(Coordinate annotation records)
===============
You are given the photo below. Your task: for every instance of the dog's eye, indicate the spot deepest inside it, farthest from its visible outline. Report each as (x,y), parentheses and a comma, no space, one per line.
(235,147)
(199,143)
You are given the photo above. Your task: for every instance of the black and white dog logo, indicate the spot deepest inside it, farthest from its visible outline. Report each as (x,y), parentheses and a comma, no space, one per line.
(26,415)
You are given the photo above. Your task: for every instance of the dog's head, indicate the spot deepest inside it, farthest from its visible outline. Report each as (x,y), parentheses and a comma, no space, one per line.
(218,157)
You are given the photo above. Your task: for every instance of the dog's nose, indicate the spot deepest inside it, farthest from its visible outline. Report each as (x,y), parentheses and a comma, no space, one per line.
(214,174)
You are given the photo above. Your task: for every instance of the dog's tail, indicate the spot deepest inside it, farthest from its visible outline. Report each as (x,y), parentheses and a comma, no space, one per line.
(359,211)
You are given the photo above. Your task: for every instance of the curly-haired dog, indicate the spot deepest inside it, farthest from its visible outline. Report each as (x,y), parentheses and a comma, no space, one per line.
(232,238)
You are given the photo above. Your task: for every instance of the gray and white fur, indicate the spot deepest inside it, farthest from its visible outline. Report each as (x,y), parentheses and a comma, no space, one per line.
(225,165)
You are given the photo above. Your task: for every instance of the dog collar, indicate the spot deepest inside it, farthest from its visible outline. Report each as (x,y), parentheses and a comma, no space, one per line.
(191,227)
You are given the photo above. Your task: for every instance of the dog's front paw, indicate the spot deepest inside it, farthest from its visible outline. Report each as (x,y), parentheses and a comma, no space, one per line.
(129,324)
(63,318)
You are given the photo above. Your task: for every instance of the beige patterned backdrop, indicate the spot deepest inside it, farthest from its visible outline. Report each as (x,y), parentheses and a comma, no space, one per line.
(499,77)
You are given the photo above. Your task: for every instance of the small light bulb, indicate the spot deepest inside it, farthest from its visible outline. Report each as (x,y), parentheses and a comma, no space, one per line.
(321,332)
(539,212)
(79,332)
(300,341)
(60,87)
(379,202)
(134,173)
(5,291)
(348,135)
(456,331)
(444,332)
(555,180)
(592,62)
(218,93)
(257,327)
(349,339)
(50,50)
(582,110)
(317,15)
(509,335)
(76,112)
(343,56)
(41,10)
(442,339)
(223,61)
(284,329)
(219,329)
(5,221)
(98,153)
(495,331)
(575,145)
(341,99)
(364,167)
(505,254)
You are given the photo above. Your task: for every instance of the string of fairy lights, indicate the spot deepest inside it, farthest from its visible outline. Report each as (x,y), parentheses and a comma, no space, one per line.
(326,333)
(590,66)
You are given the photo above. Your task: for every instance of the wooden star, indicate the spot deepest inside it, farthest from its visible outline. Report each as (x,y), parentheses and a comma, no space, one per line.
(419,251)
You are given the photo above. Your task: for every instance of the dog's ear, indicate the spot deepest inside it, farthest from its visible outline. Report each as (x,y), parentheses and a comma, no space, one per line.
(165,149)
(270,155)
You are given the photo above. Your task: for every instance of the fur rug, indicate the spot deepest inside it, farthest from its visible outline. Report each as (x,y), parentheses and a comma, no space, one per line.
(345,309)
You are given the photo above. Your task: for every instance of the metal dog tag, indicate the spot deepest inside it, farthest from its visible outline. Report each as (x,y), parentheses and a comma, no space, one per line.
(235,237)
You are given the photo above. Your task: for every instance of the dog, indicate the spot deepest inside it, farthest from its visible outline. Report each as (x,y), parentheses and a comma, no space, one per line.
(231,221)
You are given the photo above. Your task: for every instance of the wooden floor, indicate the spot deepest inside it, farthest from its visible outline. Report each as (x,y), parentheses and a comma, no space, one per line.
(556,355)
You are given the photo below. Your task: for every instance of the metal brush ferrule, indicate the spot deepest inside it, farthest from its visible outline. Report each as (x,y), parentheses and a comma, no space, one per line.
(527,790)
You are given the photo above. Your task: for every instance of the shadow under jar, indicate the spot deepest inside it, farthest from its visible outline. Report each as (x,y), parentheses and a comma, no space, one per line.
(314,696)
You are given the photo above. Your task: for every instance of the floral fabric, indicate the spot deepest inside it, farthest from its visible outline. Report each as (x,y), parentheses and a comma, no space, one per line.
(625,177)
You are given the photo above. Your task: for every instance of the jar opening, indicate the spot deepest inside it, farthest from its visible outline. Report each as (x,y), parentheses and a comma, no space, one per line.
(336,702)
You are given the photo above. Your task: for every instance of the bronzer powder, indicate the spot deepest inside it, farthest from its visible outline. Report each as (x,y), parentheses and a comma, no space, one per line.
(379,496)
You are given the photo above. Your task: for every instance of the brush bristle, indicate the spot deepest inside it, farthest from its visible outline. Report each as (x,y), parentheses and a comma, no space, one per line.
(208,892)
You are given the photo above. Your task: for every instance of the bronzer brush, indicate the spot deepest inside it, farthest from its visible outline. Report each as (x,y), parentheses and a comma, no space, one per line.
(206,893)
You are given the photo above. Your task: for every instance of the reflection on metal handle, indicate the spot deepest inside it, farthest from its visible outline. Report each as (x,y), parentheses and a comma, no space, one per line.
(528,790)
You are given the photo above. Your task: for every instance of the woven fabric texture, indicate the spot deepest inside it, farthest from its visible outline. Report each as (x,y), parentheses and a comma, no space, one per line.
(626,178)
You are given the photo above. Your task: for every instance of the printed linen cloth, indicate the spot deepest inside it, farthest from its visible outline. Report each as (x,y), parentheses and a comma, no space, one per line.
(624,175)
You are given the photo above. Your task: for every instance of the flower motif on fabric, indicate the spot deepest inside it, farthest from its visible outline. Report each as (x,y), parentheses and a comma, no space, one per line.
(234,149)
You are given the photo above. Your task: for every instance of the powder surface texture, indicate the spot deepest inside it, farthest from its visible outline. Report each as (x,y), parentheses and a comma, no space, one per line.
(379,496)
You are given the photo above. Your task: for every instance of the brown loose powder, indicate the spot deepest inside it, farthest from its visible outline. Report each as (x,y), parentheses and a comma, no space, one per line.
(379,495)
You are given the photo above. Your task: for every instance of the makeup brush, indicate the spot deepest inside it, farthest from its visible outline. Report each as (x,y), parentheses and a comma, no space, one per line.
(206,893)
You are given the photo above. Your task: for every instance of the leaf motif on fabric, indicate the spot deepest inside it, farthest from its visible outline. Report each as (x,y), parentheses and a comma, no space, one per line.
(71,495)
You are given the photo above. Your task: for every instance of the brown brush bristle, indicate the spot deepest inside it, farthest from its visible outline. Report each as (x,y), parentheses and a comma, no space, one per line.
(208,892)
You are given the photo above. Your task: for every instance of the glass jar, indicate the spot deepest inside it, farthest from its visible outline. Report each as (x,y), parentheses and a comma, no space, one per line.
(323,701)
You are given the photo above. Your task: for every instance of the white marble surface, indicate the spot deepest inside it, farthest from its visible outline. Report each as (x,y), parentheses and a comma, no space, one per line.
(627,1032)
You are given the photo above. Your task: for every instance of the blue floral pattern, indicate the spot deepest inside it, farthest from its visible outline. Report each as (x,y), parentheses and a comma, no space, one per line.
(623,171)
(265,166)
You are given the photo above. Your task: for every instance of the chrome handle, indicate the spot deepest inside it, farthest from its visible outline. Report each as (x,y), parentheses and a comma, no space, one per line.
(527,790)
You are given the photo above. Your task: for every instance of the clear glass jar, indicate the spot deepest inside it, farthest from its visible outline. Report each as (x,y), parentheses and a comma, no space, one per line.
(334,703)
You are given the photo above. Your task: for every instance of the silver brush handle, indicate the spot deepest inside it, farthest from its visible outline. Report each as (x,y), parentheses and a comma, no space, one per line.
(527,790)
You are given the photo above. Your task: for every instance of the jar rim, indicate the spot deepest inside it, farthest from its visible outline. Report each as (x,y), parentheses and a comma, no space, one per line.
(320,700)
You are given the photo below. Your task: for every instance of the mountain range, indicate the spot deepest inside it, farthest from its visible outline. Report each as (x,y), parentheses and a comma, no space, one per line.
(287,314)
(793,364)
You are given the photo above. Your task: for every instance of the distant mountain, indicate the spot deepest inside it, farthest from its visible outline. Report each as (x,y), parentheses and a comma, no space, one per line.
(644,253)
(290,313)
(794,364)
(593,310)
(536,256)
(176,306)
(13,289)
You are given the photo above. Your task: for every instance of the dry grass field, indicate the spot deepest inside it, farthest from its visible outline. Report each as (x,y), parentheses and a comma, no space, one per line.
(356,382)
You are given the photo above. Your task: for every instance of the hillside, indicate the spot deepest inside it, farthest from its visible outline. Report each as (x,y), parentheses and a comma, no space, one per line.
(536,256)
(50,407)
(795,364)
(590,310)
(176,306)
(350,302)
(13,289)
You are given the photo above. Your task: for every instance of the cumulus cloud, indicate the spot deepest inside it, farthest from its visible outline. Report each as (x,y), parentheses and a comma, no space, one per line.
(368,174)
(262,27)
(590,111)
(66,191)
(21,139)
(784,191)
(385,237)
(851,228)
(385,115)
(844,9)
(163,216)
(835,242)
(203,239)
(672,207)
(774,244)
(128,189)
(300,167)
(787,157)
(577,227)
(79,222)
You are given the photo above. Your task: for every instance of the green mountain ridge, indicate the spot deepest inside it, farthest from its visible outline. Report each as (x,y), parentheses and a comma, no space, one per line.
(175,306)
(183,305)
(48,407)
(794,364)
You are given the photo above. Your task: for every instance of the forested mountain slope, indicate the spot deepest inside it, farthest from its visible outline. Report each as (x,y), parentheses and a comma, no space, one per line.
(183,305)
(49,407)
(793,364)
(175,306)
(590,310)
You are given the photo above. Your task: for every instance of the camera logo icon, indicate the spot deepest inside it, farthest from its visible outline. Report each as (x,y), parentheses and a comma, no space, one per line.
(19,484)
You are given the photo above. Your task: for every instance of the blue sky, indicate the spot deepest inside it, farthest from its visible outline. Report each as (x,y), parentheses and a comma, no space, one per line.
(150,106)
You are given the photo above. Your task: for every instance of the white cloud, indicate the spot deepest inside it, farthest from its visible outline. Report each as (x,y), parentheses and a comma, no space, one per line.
===============
**Given request**
Which lines run from the one containing "of the cumulus" to the end of the entries above? Quote exactly those, and only those.

**Result of the exercise**
You are given the photo above. Your task: for every instance of the cumulus cloud, indicate the spot deepest inside it, farthest from its visible outline. Report each as (x,y), parentheses and a comma, no space, one per line.
(368,174)
(262,27)
(590,111)
(66,191)
(21,139)
(784,191)
(385,237)
(851,228)
(385,115)
(844,9)
(163,216)
(835,242)
(203,239)
(672,207)
(774,244)
(128,189)
(300,167)
(787,157)
(577,227)
(79,222)
You are given the photo above. Your task: for every instance of the green mountain ridge, indicate the spot deepest inside it, farthest from its visible outline. Report each as (x,y), parentheses and a comma, no space, one per line.
(175,306)
(183,305)
(48,407)
(794,364)
You are given the photo above. Your task: for every instance of the forested mountain slope, indicate the spot deepest inside it, farthest from its visible outline. Report each as (x,y), parentheses and a comma, no space, one per line.
(183,305)
(49,407)
(793,364)
(175,306)
(590,310)
You are given the photo above. Your task: for every instance of the camera logo icon, indicate the spot deepest inside it, farthest from its visible outline. Report each as (x,y), parentheses and a comma, no space, one per line.
(19,484)
You are given the photo above. Your task: for every instance of the blue sky, indicate the spot deepest inside it, farthest from its visible outline. Report each as (x,y), parentheses and a comma, no space, one per line.
(150,106)
You are given the photo above. Your task: for every instance of the white cloud, indicate the spot deepest inside it, farthest from its visible outline. Report each as (x,y), parentheses and a comma, no space, one per line.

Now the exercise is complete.